> _WHAT TO PRODUCE_:
Render the items starting at the line containing "walkway, it would be much appreciated." and ending at the line containing "[[233,127],[213,131],[187,142],[256,142],[256,125]]" as a two-column CSV with the columns item_text and answer. Use one row per item, put each value in a single quoted field, and turn every line break into a space.

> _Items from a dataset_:
☆ ☆ ☆ ☆ ☆

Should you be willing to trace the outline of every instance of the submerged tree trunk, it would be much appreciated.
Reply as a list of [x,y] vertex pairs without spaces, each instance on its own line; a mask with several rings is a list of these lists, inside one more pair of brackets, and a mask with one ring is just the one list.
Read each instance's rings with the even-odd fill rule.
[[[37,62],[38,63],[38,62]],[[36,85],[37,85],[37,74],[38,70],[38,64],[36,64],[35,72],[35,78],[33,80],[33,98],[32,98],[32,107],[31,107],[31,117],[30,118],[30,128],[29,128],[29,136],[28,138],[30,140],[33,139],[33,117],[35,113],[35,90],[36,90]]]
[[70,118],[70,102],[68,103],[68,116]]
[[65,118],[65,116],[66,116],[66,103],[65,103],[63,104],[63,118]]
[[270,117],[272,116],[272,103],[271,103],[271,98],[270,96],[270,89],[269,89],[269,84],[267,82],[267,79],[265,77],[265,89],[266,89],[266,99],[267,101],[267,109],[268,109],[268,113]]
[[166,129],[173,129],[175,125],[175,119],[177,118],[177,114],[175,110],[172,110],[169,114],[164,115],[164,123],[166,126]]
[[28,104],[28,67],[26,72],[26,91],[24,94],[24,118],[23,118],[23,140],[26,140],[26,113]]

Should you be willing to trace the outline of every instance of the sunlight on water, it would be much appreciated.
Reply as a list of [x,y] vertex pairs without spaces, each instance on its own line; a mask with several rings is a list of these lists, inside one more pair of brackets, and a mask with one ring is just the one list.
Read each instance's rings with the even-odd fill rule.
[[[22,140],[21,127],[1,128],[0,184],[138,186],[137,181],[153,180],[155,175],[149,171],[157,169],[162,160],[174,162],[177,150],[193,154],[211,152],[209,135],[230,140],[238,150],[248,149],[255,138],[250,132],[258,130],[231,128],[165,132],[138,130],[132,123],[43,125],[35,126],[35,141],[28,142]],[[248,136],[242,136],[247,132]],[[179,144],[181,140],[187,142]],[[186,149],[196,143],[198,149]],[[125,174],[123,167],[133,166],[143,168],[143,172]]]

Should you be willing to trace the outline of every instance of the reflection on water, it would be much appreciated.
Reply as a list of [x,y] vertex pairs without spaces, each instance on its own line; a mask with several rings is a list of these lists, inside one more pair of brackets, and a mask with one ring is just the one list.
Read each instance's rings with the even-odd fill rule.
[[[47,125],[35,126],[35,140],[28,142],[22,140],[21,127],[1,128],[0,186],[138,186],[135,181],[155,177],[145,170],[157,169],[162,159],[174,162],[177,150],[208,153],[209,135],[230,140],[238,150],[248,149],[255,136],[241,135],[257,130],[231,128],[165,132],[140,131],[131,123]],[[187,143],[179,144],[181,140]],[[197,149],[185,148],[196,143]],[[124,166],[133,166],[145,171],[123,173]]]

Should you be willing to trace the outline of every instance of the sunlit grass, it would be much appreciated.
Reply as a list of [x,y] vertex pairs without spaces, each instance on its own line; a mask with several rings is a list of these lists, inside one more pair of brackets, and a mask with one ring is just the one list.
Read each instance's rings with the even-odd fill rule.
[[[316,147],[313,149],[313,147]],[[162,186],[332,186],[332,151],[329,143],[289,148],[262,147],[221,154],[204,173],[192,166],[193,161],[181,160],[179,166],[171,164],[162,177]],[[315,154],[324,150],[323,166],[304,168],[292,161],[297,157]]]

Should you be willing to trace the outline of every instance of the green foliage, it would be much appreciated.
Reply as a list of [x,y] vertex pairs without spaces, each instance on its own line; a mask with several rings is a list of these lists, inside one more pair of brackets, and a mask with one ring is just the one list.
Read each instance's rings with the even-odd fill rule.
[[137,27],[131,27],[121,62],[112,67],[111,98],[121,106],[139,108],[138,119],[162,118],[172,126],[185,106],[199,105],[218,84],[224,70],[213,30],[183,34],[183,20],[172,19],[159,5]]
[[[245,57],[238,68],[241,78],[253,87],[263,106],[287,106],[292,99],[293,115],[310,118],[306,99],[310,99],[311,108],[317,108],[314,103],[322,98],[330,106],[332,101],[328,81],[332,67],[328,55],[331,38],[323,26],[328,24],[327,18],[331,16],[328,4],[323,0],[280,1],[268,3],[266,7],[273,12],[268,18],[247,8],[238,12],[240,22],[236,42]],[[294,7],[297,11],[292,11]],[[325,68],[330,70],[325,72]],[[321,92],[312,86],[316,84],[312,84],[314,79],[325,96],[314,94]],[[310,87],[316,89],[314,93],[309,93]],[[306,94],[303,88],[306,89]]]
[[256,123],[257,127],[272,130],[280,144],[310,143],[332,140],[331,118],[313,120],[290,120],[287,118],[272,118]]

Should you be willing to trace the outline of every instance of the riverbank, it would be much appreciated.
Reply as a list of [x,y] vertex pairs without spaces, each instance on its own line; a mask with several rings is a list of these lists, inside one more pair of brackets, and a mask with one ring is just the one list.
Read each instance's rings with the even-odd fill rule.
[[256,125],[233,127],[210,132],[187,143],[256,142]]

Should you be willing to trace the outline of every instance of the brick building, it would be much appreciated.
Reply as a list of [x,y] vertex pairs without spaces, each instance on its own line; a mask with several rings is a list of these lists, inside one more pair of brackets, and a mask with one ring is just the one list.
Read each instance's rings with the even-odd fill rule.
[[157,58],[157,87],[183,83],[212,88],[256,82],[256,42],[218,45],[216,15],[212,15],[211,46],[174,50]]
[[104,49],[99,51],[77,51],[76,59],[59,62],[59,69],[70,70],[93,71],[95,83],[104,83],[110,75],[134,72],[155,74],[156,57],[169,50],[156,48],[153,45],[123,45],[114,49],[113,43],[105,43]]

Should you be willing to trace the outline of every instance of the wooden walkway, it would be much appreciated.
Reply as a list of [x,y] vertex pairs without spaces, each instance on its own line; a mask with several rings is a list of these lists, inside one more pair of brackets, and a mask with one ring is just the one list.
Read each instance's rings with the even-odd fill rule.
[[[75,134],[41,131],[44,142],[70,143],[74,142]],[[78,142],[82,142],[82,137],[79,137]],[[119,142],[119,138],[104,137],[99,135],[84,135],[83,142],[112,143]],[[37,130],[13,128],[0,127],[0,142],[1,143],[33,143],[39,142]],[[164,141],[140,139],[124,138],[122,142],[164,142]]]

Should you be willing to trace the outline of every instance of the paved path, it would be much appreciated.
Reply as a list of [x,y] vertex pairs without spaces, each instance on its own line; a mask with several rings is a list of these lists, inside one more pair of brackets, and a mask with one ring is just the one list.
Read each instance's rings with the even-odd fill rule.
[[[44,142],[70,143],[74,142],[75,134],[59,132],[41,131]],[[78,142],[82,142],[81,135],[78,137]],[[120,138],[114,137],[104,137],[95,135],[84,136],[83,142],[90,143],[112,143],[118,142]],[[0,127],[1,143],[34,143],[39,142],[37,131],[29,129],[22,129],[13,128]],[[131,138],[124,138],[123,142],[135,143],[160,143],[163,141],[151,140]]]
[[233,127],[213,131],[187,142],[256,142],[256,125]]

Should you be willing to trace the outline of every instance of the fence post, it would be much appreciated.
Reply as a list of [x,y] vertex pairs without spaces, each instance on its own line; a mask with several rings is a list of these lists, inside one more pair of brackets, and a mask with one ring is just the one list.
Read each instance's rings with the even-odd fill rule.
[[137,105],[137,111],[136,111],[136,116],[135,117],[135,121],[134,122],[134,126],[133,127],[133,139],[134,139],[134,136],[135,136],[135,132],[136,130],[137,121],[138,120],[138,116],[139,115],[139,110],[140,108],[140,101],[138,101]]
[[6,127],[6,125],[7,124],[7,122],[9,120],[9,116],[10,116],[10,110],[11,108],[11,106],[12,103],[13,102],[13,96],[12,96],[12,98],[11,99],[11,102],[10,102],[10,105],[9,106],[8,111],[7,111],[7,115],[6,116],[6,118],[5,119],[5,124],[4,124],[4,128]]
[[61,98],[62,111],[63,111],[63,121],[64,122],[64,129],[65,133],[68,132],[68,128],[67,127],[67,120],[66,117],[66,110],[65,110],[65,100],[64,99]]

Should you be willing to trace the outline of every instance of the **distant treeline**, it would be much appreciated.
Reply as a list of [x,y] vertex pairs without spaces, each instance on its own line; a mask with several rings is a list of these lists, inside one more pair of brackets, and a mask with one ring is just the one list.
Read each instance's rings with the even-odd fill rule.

☆ ☆ ☆ ☆ ☆

> _REPLY TO THE EXERCISE_:
item_text,answer
"Should you be willing to trace the outline of every instance of the wooden walkway, it would be much appreciated. Reply as a list of [x,y] vertex pairs without spaces, each instance on its own line; a mask with several rings is a list of these lists, inside one more pair of brackets, and a mask with one ring is just the one list. Read each instance's rings with the even-odd fill rule.","[[[75,134],[41,131],[44,142],[70,143],[74,142]],[[78,142],[82,142],[82,137],[79,137]],[[119,142],[119,138],[104,137],[99,135],[84,135],[83,142],[112,143]],[[37,130],[13,128],[0,127],[0,142],[1,143],[33,143],[39,142]],[[164,141],[140,139],[124,138],[122,142],[164,142]]]"
"Should you be willing to trace the outline of every instance of the paved path, it would be much appreciated. Reply as a list of [x,y] vertex pairs without spaces, each instance on its own line; a mask with several rings is a list of these lists, inside one more pair of brackets, and a mask with one ring is just the one list. Read each instance's rings with the even-odd fill rule.","[[[44,142],[70,143],[74,142],[75,134],[59,132],[41,131]],[[78,142],[82,142],[81,135],[78,137]],[[120,138],[114,137],[104,137],[95,135],[84,136],[83,142],[90,143],[112,143],[118,142]],[[0,127],[1,143],[34,143],[39,142],[37,131],[29,129],[22,129],[13,128]],[[131,138],[124,138],[123,142],[135,143],[160,143],[163,141],[151,140]]] [[233,127],[213,131],[187,142],[256,142],[256,125]]"